Problem details
Copy the entries that follow, exactly and completely.

Entries shown
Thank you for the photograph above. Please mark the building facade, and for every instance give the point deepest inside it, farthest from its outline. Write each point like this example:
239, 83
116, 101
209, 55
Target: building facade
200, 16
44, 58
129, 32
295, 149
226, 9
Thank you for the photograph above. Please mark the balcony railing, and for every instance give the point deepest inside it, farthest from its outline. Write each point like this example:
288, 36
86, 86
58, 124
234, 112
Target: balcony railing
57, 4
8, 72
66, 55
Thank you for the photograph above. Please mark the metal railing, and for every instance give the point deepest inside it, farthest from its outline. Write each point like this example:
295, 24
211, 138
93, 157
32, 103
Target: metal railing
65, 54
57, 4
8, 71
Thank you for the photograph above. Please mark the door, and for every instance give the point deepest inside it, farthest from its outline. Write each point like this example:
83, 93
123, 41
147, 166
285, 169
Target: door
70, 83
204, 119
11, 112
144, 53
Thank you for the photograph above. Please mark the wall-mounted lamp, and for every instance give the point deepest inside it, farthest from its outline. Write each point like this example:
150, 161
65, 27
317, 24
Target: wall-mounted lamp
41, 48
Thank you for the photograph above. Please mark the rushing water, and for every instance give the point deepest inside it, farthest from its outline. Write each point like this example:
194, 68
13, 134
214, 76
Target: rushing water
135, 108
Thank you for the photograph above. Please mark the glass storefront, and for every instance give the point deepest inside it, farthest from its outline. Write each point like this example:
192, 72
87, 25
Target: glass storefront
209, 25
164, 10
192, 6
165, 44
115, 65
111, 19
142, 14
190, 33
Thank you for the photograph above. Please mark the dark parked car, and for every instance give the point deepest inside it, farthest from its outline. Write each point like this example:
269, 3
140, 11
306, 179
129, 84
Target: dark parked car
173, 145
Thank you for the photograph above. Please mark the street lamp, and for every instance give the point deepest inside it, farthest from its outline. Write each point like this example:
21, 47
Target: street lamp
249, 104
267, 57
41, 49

Completed task
Thank you for the photograph above. Please mark the building facade, and for every instance give the point deepest inside it, farthest from its outline. Write each point like this example:
239, 83
116, 101
209, 55
Target: building facade
200, 16
44, 58
129, 32
295, 149
226, 9
Thank you for the photograph above. Please mark the balcony railing, and for every instance give the point deepest inside it, farthest from its outline. Write each point like this example:
288, 36
86, 86
58, 124
234, 112
Target: balcony railing
57, 4
8, 72
66, 55
Thank you for the photograph above. Please mark the metal railing, and for every instance give the point deepest inside it, farthest from its outline. Write each point like this example:
295, 24
211, 138
93, 157
32, 103
Target: metal railing
65, 54
57, 4
8, 71
Thank you for the photograph above. Please mark the door, and for every instance give the point deepest inside it, farthest from its outline. Write each point like this example:
83, 93
123, 41
147, 166
285, 169
Target: door
70, 83
204, 119
11, 112
144, 53
Thank you for the photograph above. Please mark the wall-mounted lamp, and for every instance give the point deepest inside it, farthest from its outline. Write each point like this example:
150, 161
65, 27
317, 24
Target: wall-mounted lamp
41, 48
Thank you for the photograph above. Please mark the rushing water, and for every instance give the point deepest inside it, farthest from its outline. Write each point like this example:
194, 68
13, 134
214, 76
Target: rushing water
135, 108
Thank you for the photograph above. Please mark the glass storefront, and for every instance give the point deepest inside it, farthest from its outline. Write each point like this example:
192, 72
87, 25
Target: glass storefront
209, 25
164, 10
192, 6
165, 44
115, 65
111, 19
142, 14
190, 33
Thank you for the photograph above. Please mark the dark parked car, and for every instance give the point deepest inside it, farthest from its outline. Write each point like this example:
269, 3
140, 11
306, 179
129, 84
Target: dark parked car
173, 145
Thank you for the photograph above. Please mark the street lamp, and for every instance give the point deepest inside it, farthest from its outline. Write each point like this example:
21, 47
Target: street lamp
249, 104
267, 57
41, 49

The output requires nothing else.